• [PAGE]:
::::::
Antenna switching and control in our station is handled by a microHAM System. Each radio has a dedicated microHAM Station Master Deluxe Antenna Controller which can be used to select separate transmit and receive antenna for the associated radio. The microHAM system allows our new Receive Antenna System to be shared between the 5 radios in our station.

Antenna Switching Matrix
Antenna Switching Matrix

The first step in integrating the Receive Antenna System was to connect the output of the NCC-1 to the Antenna Switching Matrix outside our shack. We added a low-noise pre-amp (shown in the upper left of the picture above) to increase the sensitivity of the Antenna System. The blue device in the picture is a 75 ohm to 50 ohm matching transformer which matches the NCC-1’s 75 ohm output to our 50 ohm radios. The other two pre-amps and transformers in the picture are part of our previously installed 8-Circle Receive Antenna System.

Multi-Radio Sequencer
Multi-Radio Sequencer

The Antenna Elements must be protected from overload and damage from strong nearly RF fields from our transmit antennas. In a single radio station, this can be handled via a simple sequencer unit associated with one’s radio. In a multi-op station such as ours, it is possible for a different radio than the one which is using the Receive Antenna System to be transmitting on a band which would damage the Receive Antenna System. To solve this problem, we built a multi-radio sequencer using one of the microHAM control boxes in our station. The 062 Relay Unit shown above has one relay associated with each of the five radios in our station. The power to the Receive Antenna System is routed through all 5 of these relays. When any radio transmits on a band that could damage the Antenna Elements, the associated relay is automatically opened 25 mS before the radio is allowed to key up which ensures that the system’s Antenna Elements are safely powered down and grounded.

NCC-1 Controls
NCC-1 Controls

So how well does the system work? To test it, we adjusted the NCC-1 to peak and then null a weak CW signal on 80m. This is done by first adjusting the Balance and Attenuator controls on the NCC-1 so that the incoming signal is heard at the same level by both Antenna Elements. Next, the B Phase switch is set to Rev to cause the system to operate in a signal null’ing configuration and the Phase control is adjusted to maximize the null’ing effect on the target signal. One can go back and forth a few times between the Balance and Phase controls to get the best possible null. Finally, the incoming signal is peaked by setting the B Phase switch to Norm.
::::::
• [INFORMATION GIVEN]:
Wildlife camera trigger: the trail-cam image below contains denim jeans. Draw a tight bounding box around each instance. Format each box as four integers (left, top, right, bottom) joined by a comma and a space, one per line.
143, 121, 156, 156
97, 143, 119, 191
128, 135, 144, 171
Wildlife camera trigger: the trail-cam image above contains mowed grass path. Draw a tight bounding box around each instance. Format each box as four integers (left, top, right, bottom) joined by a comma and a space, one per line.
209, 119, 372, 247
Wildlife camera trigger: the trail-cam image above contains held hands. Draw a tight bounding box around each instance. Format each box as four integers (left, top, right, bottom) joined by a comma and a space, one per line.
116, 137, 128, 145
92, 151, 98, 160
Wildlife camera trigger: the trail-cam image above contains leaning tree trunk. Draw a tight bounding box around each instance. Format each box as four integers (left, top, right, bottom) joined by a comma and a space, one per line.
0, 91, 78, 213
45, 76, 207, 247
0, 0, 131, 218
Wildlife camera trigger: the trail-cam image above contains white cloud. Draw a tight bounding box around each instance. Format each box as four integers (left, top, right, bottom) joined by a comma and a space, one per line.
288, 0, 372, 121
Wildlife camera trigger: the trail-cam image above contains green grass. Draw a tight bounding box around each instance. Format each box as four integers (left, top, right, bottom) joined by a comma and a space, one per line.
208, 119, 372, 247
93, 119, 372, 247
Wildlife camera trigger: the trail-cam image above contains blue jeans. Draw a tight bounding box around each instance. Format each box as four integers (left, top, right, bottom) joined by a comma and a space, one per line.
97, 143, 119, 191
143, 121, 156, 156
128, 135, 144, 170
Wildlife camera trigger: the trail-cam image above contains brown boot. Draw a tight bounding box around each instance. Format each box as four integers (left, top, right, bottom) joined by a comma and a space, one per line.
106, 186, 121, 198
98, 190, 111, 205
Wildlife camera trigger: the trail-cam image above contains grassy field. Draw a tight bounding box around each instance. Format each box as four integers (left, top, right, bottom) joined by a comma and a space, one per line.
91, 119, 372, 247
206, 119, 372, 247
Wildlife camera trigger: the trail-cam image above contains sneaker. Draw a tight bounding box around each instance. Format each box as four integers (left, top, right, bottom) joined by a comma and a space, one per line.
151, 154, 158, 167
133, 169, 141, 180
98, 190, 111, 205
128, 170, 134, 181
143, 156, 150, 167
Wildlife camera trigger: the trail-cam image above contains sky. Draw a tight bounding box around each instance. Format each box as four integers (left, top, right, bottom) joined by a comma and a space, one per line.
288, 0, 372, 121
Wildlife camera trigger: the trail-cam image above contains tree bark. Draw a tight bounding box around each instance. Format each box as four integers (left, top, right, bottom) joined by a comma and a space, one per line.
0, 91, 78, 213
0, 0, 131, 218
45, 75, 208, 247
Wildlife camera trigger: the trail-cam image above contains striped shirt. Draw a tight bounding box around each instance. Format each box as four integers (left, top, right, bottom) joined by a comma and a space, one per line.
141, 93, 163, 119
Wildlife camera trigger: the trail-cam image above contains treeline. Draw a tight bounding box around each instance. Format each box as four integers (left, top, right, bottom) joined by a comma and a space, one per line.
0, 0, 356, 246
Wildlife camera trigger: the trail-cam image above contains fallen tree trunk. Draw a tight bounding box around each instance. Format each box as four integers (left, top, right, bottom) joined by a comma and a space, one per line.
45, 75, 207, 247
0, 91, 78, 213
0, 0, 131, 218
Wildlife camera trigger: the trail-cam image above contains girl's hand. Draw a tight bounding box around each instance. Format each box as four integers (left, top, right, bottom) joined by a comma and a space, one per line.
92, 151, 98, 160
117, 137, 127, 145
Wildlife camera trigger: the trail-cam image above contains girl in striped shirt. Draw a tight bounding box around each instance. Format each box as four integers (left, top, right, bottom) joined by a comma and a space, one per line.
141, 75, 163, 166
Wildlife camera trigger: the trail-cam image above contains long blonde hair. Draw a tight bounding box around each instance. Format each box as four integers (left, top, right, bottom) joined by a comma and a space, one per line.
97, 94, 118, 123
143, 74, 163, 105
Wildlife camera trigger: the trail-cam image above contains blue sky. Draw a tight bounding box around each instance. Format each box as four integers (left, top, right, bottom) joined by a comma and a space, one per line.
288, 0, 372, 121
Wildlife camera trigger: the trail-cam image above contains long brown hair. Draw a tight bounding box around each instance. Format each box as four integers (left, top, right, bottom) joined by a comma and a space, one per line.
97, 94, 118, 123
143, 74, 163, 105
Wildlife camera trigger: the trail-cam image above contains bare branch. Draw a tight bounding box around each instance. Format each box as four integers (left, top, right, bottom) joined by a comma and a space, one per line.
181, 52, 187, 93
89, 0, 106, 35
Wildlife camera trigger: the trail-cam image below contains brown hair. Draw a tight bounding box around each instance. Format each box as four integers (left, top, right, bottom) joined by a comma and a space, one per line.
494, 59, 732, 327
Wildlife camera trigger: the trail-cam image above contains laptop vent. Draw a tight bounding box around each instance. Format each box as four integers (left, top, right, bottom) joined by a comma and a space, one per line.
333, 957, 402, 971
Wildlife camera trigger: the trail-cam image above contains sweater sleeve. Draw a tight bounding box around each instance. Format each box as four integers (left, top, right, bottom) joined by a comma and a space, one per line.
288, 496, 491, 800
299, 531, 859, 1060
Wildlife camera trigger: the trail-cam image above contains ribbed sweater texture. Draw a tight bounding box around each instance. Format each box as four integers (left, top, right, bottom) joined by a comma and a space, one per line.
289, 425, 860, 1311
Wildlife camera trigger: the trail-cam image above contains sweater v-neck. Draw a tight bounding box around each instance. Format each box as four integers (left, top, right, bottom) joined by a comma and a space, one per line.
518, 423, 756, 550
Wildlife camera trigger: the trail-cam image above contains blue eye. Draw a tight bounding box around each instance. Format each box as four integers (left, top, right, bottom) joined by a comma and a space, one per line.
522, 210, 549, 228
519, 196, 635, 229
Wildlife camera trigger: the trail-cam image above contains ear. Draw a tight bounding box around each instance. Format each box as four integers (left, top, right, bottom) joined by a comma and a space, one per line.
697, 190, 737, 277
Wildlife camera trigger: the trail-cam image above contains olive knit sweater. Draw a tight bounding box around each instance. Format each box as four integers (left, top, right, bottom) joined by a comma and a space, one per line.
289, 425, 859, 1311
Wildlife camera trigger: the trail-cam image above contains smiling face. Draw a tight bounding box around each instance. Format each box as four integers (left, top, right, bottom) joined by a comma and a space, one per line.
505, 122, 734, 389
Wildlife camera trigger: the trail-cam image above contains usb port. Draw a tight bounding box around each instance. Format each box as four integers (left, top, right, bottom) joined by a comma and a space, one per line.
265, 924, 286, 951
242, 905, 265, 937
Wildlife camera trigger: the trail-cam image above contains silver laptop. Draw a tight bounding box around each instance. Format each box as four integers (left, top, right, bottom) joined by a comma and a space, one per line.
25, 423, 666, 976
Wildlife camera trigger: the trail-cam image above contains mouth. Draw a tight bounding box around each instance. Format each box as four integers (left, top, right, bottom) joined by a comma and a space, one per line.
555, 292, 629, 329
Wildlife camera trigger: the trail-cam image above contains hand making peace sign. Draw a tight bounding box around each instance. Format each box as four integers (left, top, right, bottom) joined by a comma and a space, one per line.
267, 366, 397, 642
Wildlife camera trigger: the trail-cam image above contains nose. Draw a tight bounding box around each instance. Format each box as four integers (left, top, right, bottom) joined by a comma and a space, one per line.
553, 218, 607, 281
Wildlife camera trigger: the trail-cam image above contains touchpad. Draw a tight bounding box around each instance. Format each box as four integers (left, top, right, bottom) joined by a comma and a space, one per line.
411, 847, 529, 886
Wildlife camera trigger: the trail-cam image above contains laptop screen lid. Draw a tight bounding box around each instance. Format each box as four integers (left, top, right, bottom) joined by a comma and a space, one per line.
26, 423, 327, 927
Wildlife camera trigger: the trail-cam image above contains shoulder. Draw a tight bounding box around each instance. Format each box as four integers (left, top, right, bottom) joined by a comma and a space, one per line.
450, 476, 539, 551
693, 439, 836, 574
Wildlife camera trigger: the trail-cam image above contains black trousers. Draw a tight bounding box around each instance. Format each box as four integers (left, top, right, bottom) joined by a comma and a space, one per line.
::::::
• [SHORT EXERCISE 1]: According to the antenna write-up, how many milliseconds before a radio may key up is its associated relay opened?
• [SHORT EXERCISE 2]: Please reproduce the antenna write-up's passage between "Antenna switching and" and "5 radios in our station.", inclusive.

• [EXERCISE SOLUTION 1]: 25 mS

• [EXERCISE SOLUTION 2]:
Antenna switching and control in our station is handled by a microHAM System. Each radio has a dedicated microHAM Station Master Deluxe Antenna Controller which can be used to select separate transmit and receive antenna for the associated radio. The microHAM system allows our new Receive Antenna System to be shared between the 5 radios in our station.